§ **MATERIALS PROVIDED**
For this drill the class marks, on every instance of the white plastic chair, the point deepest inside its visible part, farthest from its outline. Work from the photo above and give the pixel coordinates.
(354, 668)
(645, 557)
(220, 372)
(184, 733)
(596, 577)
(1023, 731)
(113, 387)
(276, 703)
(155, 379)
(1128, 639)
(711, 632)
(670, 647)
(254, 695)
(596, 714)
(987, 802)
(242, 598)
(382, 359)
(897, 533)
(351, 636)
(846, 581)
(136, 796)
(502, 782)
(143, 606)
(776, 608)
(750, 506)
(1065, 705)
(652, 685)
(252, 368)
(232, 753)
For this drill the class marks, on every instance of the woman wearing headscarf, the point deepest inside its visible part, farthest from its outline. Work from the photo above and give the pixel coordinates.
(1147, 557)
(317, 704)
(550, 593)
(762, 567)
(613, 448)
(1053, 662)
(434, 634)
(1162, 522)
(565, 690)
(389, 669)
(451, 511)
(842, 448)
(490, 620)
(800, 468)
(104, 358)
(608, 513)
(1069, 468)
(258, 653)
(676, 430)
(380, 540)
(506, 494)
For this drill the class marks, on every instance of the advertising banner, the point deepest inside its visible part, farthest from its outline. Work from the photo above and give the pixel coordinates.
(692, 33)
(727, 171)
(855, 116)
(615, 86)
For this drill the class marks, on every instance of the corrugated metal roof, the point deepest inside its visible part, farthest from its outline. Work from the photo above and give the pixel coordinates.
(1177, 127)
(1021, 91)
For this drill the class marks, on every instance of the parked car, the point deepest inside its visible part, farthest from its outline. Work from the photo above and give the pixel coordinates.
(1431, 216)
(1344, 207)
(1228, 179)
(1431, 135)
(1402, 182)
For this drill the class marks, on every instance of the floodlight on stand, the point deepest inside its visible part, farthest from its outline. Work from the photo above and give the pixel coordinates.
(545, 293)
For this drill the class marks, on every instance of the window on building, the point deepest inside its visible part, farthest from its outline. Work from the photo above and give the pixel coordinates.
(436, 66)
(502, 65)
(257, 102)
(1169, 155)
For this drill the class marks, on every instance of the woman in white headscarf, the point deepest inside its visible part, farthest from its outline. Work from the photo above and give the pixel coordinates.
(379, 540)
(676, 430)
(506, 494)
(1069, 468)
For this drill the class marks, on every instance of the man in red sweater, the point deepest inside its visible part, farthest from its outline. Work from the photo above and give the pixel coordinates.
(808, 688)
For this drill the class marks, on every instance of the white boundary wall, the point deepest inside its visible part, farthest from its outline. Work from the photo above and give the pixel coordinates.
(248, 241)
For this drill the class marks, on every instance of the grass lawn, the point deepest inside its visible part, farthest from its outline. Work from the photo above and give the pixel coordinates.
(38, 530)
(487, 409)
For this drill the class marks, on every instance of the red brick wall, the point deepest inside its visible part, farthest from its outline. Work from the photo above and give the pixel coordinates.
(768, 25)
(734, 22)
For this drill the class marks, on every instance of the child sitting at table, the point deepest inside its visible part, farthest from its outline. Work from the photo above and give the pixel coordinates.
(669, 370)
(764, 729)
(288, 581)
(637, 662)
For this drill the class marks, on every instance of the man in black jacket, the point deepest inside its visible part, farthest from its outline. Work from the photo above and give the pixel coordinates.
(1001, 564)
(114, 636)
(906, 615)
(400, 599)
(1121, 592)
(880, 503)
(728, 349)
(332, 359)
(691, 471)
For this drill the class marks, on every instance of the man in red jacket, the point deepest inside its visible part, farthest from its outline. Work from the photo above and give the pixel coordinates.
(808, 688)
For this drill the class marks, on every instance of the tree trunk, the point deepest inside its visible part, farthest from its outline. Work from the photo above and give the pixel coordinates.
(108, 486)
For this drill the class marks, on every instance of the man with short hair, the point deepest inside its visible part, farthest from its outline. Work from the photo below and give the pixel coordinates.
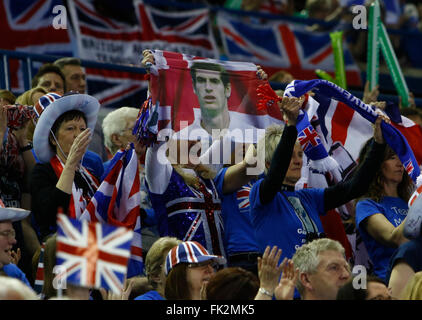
(75, 78)
(73, 72)
(323, 269)
(51, 78)
(117, 129)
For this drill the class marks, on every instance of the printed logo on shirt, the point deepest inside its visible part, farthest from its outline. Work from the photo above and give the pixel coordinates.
(242, 196)
(401, 211)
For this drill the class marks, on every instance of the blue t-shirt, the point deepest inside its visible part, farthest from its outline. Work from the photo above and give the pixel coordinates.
(13, 271)
(276, 223)
(150, 295)
(238, 229)
(409, 252)
(395, 210)
(91, 161)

§ **TO DO**
Type out the data above once more, exactly, with no images included.

§ **ANSWER FOR THE TASK**
For this drill the class marks, on every instance of the white plastic chair, the point deepest inside its visible part, farthest from its outline. Work from the photo above and give the pixel coordinates.
(354, 668)
(645, 557)
(220, 372)
(184, 733)
(596, 577)
(1023, 731)
(113, 387)
(276, 703)
(155, 379)
(1128, 639)
(711, 632)
(670, 647)
(254, 695)
(596, 714)
(987, 802)
(242, 598)
(382, 359)
(897, 533)
(351, 636)
(846, 581)
(136, 796)
(502, 782)
(143, 606)
(776, 608)
(750, 506)
(1065, 705)
(652, 685)
(252, 368)
(232, 753)
For this drill the class marks, on every instance of the woman wearing headscarf, the point deepest inside its visible part, farthest from its outline. Work from the photo above and give the pixel coordinates.
(1147, 557)
(317, 704)
(550, 593)
(762, 567)
(613, 448)
(1053, 662)
(434, 634)
(1162, 522)
(565, 690)
(389, 669)
(451, 511)
(842, 448)
(490, 620)
(800, 468)
(104, 358)
(608, 513)
(1069, 468)
(258, 653)
(676, 430)
(380, 540)
(506, 494)
For this drill the class marks, on every instance of the advertising banner, the point deepest inside its visible part, farthest from its outline. Work from the photo above and give the pixel coordinates.
(692, 33)
(727, 171)
(855, 116)
(615, 86)
For this drill the class marks, on every instance of the corrugated metal roof, the point deepest inside its visible part, farthest from its outline. Work from the photo above and give the pixel coordinates.
(1177, 127)
(1021, 91)
For this drill the class marks, on every instance of the parked car, the point deepest inside its visible part, farthest from its outline. Work from the photo above and give the pixel coordinates.
(1431, 216)
(1344, 207)
(1228, 179)
(1431, 135)
(1402, 182)
For this drill the class marks, on every instance of the floodlight on stand, the point deepest inside its visible part, farthest from its outline. Work from the photo above and give the pixel coordinates.
(545, 293)
For this drill the class marks, on every instance of the window on building, the point deepest inside its visible part, farthest from its outline. Work from the photo above and give the pixel coordinates.
(436, 66)
(502, 65)
(257, 102)
(1169, 155)
For this drill the class marks, on every instance of the woman in white headscarf, the point deepest inside its visible part, farthest from its outline. Work from the photo above and give the pixel coordinates.
(379, 540)
(676, 430)
(506, 494)
(1069, 468)
For this drill the class marks, on every instance of the man in red sweater, the point deepest inside its visible part, farthest from its outline. Work from the photo above and give the pixel coordinates.
(808, 688)
For this drill the class marks, on every instance of the white boundary wall, the point deepest inside its visible part, farthest from its outline. Work from the photo above and give the pixel coordinates.
(248, 241)
For this drill the class marks, on every instance of the grass lawn, the point deepest inside its visible part, farthest from its outline. Work from the photo above and give the pixel coordinates.
(38, 530)
(487, 409)
For this drill the class marks, on every instance of the red brick wall, the point deepest inside its visible part, farthest from its outline. Work from the photo above and give the pixel coordinates.
(768, 25)
(734, 22)
For this drill the class marks, on every instance of the child sitting at table, the point deepest inside its visible part, farthest from its outline. Work from the photo above and give the pixel coordinates.
(669, 370)
(764, 729)
(288, 581)
(637, 662)
For this drill the class marks, on every instance of the man in black jacket, the point deepest inside its visible part, farthest from its outline. Work from the photo above and give the pixel coordinates.
(1001, 564)
(114, 636)
(906, 615)
(400, 599)
(1121, 592)
(880, 503)
(728, 349)
(332, 359)
(691, 471)
For this drill the class marks, on every instance of the man in red jacket, the point deepest inside its visible part, farthest from its outline. Work from the photo above and give the pixel coordinates.
(808, 688)
For this drill the class marks, on every instance of the tree trunk, the point deepest inside its visible part, farthest from its outline. Work from the photo above and give the pixel coordinates.
(108, 486)
For this drill the class marks, on every instance of the man with short hair, the point deepest inside its visible part, farthest from its outline. Work from the photo below and give the pixel coordinates.
(75, 78)
(73, 72)
(323, 269)
(51, 78)
(117, 129)
For this drill the class marks, on every instance of the printed logo on shirt, the point deepest inside its visible part, farthest from its outline. Work from the photo above and give the pixel coordinates.
(242, 196)
(401, 211)
For this drill the class marks, on every instance of the blue t-shirt, the point deepest inside its visible part, farthest from its outline. Work from the photo above and give the pixel coordinates.
(13, 271)
(276, 223)
(150, 295)
(238, 229)
(409, 252)
(395, 210)
(91, 161)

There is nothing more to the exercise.